## SUPPLIED TEXT
Start of Block
I'm no Pontiac guy but i gotta respect them after watching Pole Barn Garage. I'm about 40 miles into Pa. Spent quite a bit of money at that Summit. Cool to subscribe to a fairly local channel especially early on. Looks like you have the right car addiction.
@AutomotiveAdventuresWithAustin8 ай бұрын
Oh I dunno about the RIGHT addiction but it's certainly an addiction! This is just a small portion of my stupidity, stick around you'll see a WHOLE lot more of it!
@kevin1227599 ай бұрын
I had a 70 LeMans with the 350 back in the late 70s. I guess if one car I could actually love, it is that one. I still have dreams of that car.
@AutomotiveAdventuresWithAustin8 ай бұрын
I am in a very fortunate situation to have 3 of these things to call my own and I am admittedly HORRIBLE at selling cars. I get attached to them way to fast so I get it! Hopefully this 350 build really makes the '68 as much fun (or more) as my 70!
@rippasnortus8 ай бұрын
I had a 70 Lemans Sport back in the day with a 400 blue block, TH400, buckets seats, console. Was a sweet ride.
End of Block
## YOUR ASSIGNMENT
Continue the comment thread about Pontiac cars from where it stops. The records that come next are separate material and have no connection to the comment thread about Pontiac cars.

## DATA FOR ANALYSIS
Start of Block
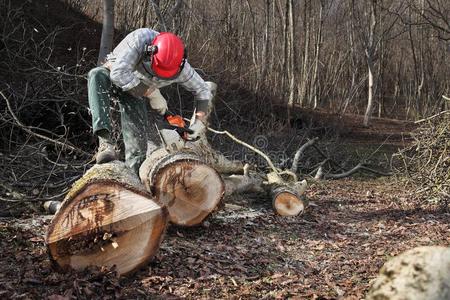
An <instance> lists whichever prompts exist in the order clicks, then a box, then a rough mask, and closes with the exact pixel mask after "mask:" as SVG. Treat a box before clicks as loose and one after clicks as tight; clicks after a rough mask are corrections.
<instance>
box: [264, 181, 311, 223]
mask: <svg viewBox="0 0 450 300" xmlns="http://www.w3.org/2000/svg"><path fill="white" fill-rule="evenodd" d="M271 195H272V207H273V209H274V211H275V212H276V213H277V214H279V215H280V216H297V215H299V214H301V213H303V212H304V211H305V209H306V206H307V203H306V198H304V197H302V195H300V193H298V191H297V190H296V189H295V188H294V187H292V186H289V185H275V186H272V187H271Z"/></svg>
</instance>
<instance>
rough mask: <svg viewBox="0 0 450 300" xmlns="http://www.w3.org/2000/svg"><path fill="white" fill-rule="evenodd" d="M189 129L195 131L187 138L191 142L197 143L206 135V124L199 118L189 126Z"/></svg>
mask: <svg viewBox="0 0 450 300" xmlns="http://www.w3.org/2000/svg"><path fill="white" fill-rule="evenodd" d="M189 129H190V130H192V131H193V133H190V134H188V135H187V138H188V140H190V141H196V140H198V139H199V138H200V137H201V136H202V135H205V133H206V125H205V123H203V121H202V120H201V119H198V118H197V119H195V122H194V123H193V124H191V125H190V126H189Z"/></svg>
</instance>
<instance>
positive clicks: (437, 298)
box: [366, 246, 450, 300]
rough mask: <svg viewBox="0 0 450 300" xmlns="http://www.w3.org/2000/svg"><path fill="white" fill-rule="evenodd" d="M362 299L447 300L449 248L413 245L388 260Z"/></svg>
mask: <svg viewBox="0 0 450 300" xmlns="http://www.w3.org/2000/svg"><path fill="white" fill-rule="evenodd" d="M366 299H367V300H377V299H386V300H389V299H390V300H397V299H398V300H402V299H415V300H444V299H445V300H447V299H450V248H447V247H440V246H426V247H417V248H414V249H411V250H408V251H406V252H404V253H402V254H400V255H398V256H396V257H394V258H392V259H390V260H389V261H388V262H386V263H385V264H384V266H383V268H381V270H380V275H379V276H378V277H377V278H376V279H375V281H374V283H373V285H372V287H371V289H370V290H369V293H368V294H367V296H366Z"/></svg>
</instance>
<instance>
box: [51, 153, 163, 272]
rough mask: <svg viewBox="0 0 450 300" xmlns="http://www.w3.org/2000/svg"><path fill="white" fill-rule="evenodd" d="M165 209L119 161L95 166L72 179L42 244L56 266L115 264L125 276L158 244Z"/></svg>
mask: <svg viewBox="0 0 450 300" xmlns="http://www.w3.org/2000/svg"><path fill="white" fill-rule="evenodd" d="M167 219H168V218H167V212H166V210H165V209H164V208H162V207H161V206H159V205H158V204H157V203H156V202H154V201H153V200H152V198H151V195H150V194H149V193H147V192H146V191H145V189H144V187H143V186H142V184H141V183H140V181H139V179H138V178H137V176H136V175H134V173H133V172H132V171H131V170H130V169H128V168H127V167H126V166H125V164H124V163H122V162H119V161H115V162H112V163H107V164H102V165H95V166H94V167H92V168H91V169H90V170H89V171H88V172H87V173H86V174H85V175H84V176H83V177H82V178H81V179H80V180H78V181H77V182H75V184H74V185H73V187H72V189H71V190H70V191H69V193H68V194H67V196H66V198H65V200H64V202H63V203H62V206H61V208H60V209H59V211H58V212H57V213H56V215H55V216H54V218H53V219H52V222H51V224H50V226H49V228H48V231H47V235H46V243H47V245H48V249H49V252H50V256H51V258H52V260H53V262H54V263H56V265H57V266H59V267H60V268H61V269H63V270H65V269H68V268H73V269H76V270H80V269H83V268H85V267H87V266H107V267H113V266H115V267H116V271H117V272H118V274H126V273H129V272H131V271H134V270H136V269H137V268H139V267H140V266H142V265H144V264H145V263H147V262H148V261H149V260H150V259H151V258H152V257H153V255H154V254H155V253H156V251H157V250H158V248H159V245H160V243H161V240H162V238H163V235H164V231H165V228H166V225H167Z"/></svg>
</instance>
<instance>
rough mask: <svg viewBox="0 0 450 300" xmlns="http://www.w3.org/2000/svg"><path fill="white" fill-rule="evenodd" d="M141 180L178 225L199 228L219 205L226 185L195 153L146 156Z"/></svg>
mask: <svg viewBox="0 0 450 300" xmlns="http://www.w3.org/2000/svg"><path fill="white" fill-rule="evenodd" d="M139 173H140V177H141V180H142V182H143V183H144V185H145V187H146V189H147V190H148V191H150V192H151V193H152V194H153V195H154V197H155V201H156V202H157V203H158V204H160V205H161V206H163V207H166V208H167V210H168V212H169V218H170V221H171V222H172V223H174V224H177V225H182V226H194V225H198V224H200V223H201V222H202V221H203V220H204V219H205V218H206V217H208V215H209V214H210V213H211V212H213V211H214V210H215V209H216V208H217V207H218V206H219V204H220V202H221V200H222V198H223V195H224V190H225V187H224V183H223V180H222V178H221V177H220V175H219V174H218V173H217V171H216V170H214V169H213V168H211V167H209V166H208V165H206V164H205V163H203V162H202V161H201V160H200V158H199V157H198V156H196V155H194V154H192V153H187V152H176V153H172V154H170V153H169V152H168V151H167V150H165V149H159V150H157V151H155V152H153V153H152V154H151V155H149V156H147V159H146V160H145V161H144V163H143V164H142V166H141V168H140V171H139Z"/></svg>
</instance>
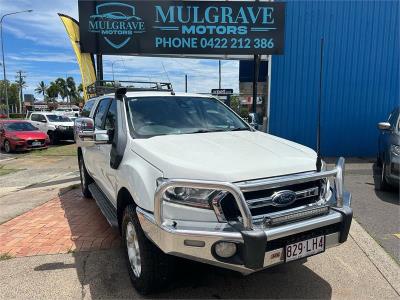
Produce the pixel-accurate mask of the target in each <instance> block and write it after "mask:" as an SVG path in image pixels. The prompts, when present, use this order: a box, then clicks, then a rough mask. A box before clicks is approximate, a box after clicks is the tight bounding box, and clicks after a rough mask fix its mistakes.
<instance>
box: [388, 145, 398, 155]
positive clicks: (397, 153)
mask: <svg viewBox="0 0 400 300" xmlns="http://www.w3.org/2000/svg"><path fill="white" fill-rule="evenodd" d="M390 152H392V153H393V154H394V155H397V156H399V155H400V146H399V145H392V146H390Z"/></svg>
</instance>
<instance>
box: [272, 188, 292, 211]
mask: <svg viewBox="0 0 400 300" xmlns="http://www.w3.org/2000/svg"><path fill="white" fill-rule="evenodd" d="M294 201H296V193H295V192H293V191H279V192H276V193H274V194H273V195H272V205H273V206H277V207H283V206H288V205H290V204H292V203H293V202H294Z"/></svg>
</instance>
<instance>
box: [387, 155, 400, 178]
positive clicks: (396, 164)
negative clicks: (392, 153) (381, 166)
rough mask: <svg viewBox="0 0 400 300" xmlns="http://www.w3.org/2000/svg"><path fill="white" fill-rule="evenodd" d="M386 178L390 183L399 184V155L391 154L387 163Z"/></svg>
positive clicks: (399, 177) (399, 161)
mask: <svg viewBox="0 0 400 300" xmlns="http://www.w3.org/2000/svg"><path fill="white" fill-rule="evenodd" d="M386 179H387V180H388V181H389V182H390V183H391V184H392V185H399V183H400V156H398V155H394V154H392V155H391V158H390V161H389V162H388V165H387V175H386Z"/></svg>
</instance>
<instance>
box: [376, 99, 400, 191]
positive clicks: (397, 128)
mask: <svg viewBox="0 0 400 300" xmlns="http://www.w3.org/2000/svg"><path fill="white" fill-rule="evenodd" d="M378 128H379V130H380V134H379V145H378V166H380V167H381V168H380V176H379V180H378V185H377V189H380V190H386V189H387V188H389V186H390V185H392V186H397V187H398V186H399V182H400V174H399V166H400V107H397V108H395V109H394V110H393V111H392V112H391V113H390V115H389V118H388V120H387V121H386V122H380V123H378Z"/></svg>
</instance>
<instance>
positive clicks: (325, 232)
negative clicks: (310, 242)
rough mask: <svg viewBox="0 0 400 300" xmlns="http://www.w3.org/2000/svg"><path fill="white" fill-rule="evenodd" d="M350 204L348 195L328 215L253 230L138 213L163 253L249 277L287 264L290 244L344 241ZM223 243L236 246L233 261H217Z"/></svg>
mask: <svg viewBox="0 0 400 300" xmlns="http://www.w3.org/2000/svg"><path fill="white" fill-rule="evenodd" d="M350 201H351V195H350V194H349V193H345V196H344V204H345V205H344V206H343V207H342V208H332V209H331V211H330V212H329V214H327V215H323V216H319V217H315V218H312V219H306V220H302V221H297V222H294V223H289V224H285V225H281V226H277V227H271V228H264V229H261V228H259V229H254V230H252V231H247V230H237V229H236V228H235V226H232V225H230V224H228V223H209V222H207V223H206V222H189V221H171V220H168V221H165V222H163V224H162V225H161V226H158V225H157V224H156V221H155V218H154V215H153V214H151V213H149V212H147V211H144V210H143V209H141V208H137V214H138V217H139V221H140V224H141V226H142V229H143V231H144V232H145V234H146V236H147V237H148V238H149V239H150V240H152V241H153V243H154V244H156V245H157V246H158V247H159V248H160V249H161V250H162V251H163V252H164V253H167V254H171V255H175V256H180V257H184V258H188V259H191V260H195V261H199V262H203V263H208V264H211V265H215V266H219V267H223V268H226V269H231V270H235V271H239V272H241V273H243V274H250V273H253V272H255V271H257V270H260V269H264V268H268V267H271V266H273V265H277V264H281V263H284V262H285V254H284V246H285V245H286V244H288V243H290V242H293V241H300V240H305V239H308V238H310V237H314V236H318V235H325V236H326V238H325V247H326V248H330V247H334V246H337V245H339V244H341V243H343V242H345V241H346V240H347V236H348V233H349V229H350V224H351V219H352V210H351V208H350V206H349V205H350ZM220 241H230V242H235V243H237V245H238V249H239V251H238V253H237V254H236V255H235V256H234V257H232V258H231V259H221V258H218V257H217V256H216V255H215V254H214V251H213V248H214V245H215V244H216V243H217V242H220ZM194 245H196V246H194Z"/></svg>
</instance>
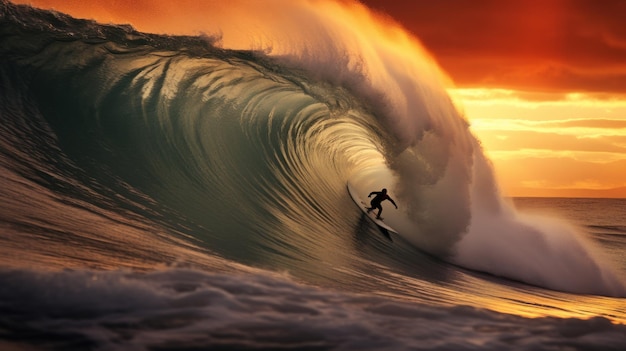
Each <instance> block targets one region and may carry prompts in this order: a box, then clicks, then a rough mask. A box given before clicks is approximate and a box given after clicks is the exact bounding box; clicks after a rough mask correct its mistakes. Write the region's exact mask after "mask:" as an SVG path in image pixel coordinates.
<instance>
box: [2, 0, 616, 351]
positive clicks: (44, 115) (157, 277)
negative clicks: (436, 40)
mask: <svg viewBox="0 0 626 351" xmlns="http://www.w3.org/2000/svg"><path fill="white" fill-rule="evenodd" d="M254 3H255V2H241V3H238V4H239V6H234V7H233V8H237V11H239V12H237V13H236V14H235V13H227V14H226V15H228V16H226V15H225V14H224V13H223V12H219V11H216V13H217V14H213V16H214V17H213V18H212V17H211V16H212V15H211V14H207V22H209V23H213V24H212V25H217V26H218V28H217V29H212V30H213V31H212V32H207V33H208V34H201V35H195V36H192V35H187V36H183V35H177V36H175V35H165V34H150V33H142V32H138V31H136V30H135V29H133V28H132V27H131V26H128V25H123V24H101V23H97V22H94V21H91V20H82V19H75V18H72V17H70V16H68V15H65V14H62V13H59V12H54V11H47V10H39V9H34V8H31V7H29V6H21V5H14V4H12V3H10V2H7V1H0V91H1V94H0V119H1V120H2V123H1V124H0V134H1V136H2V137H1V138H0V175H1V177H0V179H1V182H2V185H1V187H0V197H1V199H2V201H1V202H0V349H7V350H20V349H46V350H48V349H59V350H73V349H76V350H92V349H93V350H156V349H158V350H181V349H222V350H229V349H237V350H239V349H259V350H261V349H266V350H276V349H294V350H368V349H369V350H381V349H388V350H405V349H406V350H409V349H410V350H415V349H441V350H469V349H485V350H503V349H534V350H553V349H602V350H622V349H624V347H626V325H625V324H626V312H624V301H625V300H624V298H625V297H626V284H625V281H626V279H625V278H624V272H626V267H625V266H624V260H623V257H624V255H626V224H625V223H621V222H619V221H620V220H619V219H618V218H620V217H619V215H615V216H614V217H611V218H613V219H612V222H611V223H609V224H603V225H602V226H595V225H596V221H597V219H596V218H594V217H588V218H587V220H586V222H584V223H571V222H568V221H566V220H564V219H559V218H555V217H548V216H545V215H543V216H542V215H537V214H532V213H529V212H525V211H520V210H518V209H517V208H516V206H515V205H514V203H513V202H512V200H511V199H508V198H505V197H504V196H503V195H502V194H501V193H500V190H499V188H498V184H497V179H496V175H495V174H494V171H493V169H492V167H491V165H490V162H489V160H488V159H487V158H486V156H485V154H484V152H483V150H482V148H481V146H480V141H479V140H477V139H476V137H475V136H473V134H472V133H471V127H470V123H469V122H468V121H467V120H466V119H465V118H464V117H463V114H462V108H461V107H459V106H458V105H457V104H455V103H454V101H453V99H452V98H451V97H450V96H449V95H448V93H447V91H446V87H448V86H449V85H450V84H451V83H450V81H449V79H448V78H446V76H445V73H443V72H441V70H440V68H439V67H438V66H437V65H436V62H435V61H434V59H433V58H431V57H430V56H429V54H428V53H427V52H426V51H425V50H424V49H423V48H422V47H421V45H420V44H419V42H418V41H417V39H415V38H413V37H412V36H411V35H410V34H408V33H406V32H405V31H404V30H403V29H402V28H401V27H399V26H398V25H396V24H394V23H393V21H392V20H391V19H388V18H383V17H380V16H378V15H376V14H374V13H372V12H370V10H368V9H367V8H366V7H364V6H363V5H361V4H359V3H357V2H350V1H346V2H334V1H276V2H269V3H268V5H266V6H259V5H258V4H257V5H253V4H254ZM278 9H279V10H280V12H281V13H282V14H289V15H290V16H287V17H286V18H289V19H290V20H280V21H277V20H275V19H276V17H275V16H276V11H277V10H278ZM223 10H224V9H221V11H223ZM229 16H230V17H229ZM235 16H237V17H235ZM228 18H231V19H232V18H237V19H238V21H244V22H246V23H245V25H243V26H242V27H244V28H245V31H246V33H249V35H248V36H247V37H246V40H247V41H245V42H241V41H239V42H237V43H235V42H231V41H230V39H229V36H228V33H229V31H230V30H232V28H230V27H232V26H233V24H232V22H233V21H231V24H230V25H228V24H226V22H228V21H227V19H228ZM270 18H271V19H272V21H270ZM212 19H214V21H213V22H211V20H212ZM296 24H297V25H296ZM207 26H208V28H211V26H209V25H207ZM258 38H261V39H258ZM348 183H350V184H351V186H353V187H354V188H355V189H356V190H357V191H358V192H359V193H360V194H361V197H362V198H365V197H366V196H367V194H368V193H370V192H371V191H374V190H376V191H378V190H380V189H381V188H383V187H385V188H388V189H389V190H390V193H391V196H392V197H393V198H394V199H395V201H396V202H397V203H398V206H399V209H398V210H395V209H393V208H392V207H391V206H390V205H389V203H387V205H386V206H385V204H383V206H384V207H385V211H384V217H385V222H386V223H387V224H389V225H391V226H392V227H394V228H395V229H397V231H398V233H399V234H397V235H396V234H392V235H391V236H389V237H387V236H385V235H383V233H381V231H380V230H379V229H378V228H377V227H376V226H373V225H372V223H371V222H370V221H369V220H367V219H366V218H365V217H363V216H362V213H361V211H360V210H359V209H358V208H357V207H356V206H355V205H354V203H353V202H352V200H351V198H350V196H349V194H348V192H347V189H346V185H347V184H348ZM578 206H583V205H578ZM586 206H590V205H586ZM611 207H612V208H614V209H615V208H616V209H626V203H624V202H623V201H622V202H615V203H611ZM581 208H582V207H581ZM618 212H619V211H618ZM616 213H617V212H616ZM622 213H623V212H622ZM616 223H617V224H616ZM590 228H591V229H593V230H590Z"/></svg>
End of Block
## ANSWER TO THE PROBLEM
@robacon63869 ай бұрын
Bore it 30 over run flat tops, zero deck the block, mill the heads for compression, valve Job and port, bet you could get close to 400 hp, probably run a roller cam and valve train!!! I'm stoked to see this build, I'm a Pontiac but got a 67 bird just sold me 350 poncho motor I had in it and now putting a 455 together to basically do what you are gonna do
@AutomotiveAdventuresWithAustin8 ай бұрын
Thinking based on calculations we need to put somewhere near 400hp at the tires to make this thing hit the 12 flats we are looking for. With a race weight somewhere in the 4000-4100 pound range. Now we have never scaled this car, I'm going off pure "curb weight" so that could change depending on how all this build goes. It's reachable, but 400whp out of a 350 Pontiac is a big ask! We'll see I guess :)
@charlie2258 ай бұрын
Pontiac perforemance, best looking car ever is a. 69 Gran Prix with that awesome beak!😉
@AutomotiveAdventuresWithAustin8 ай бұрын
I have always been a Pontiac lover, they have awesome styling and love the music they make. It's also totally on brand for me to be a bit "different" I don't YET own a 69 LeMans but... it would kind of complete my set so we'll see!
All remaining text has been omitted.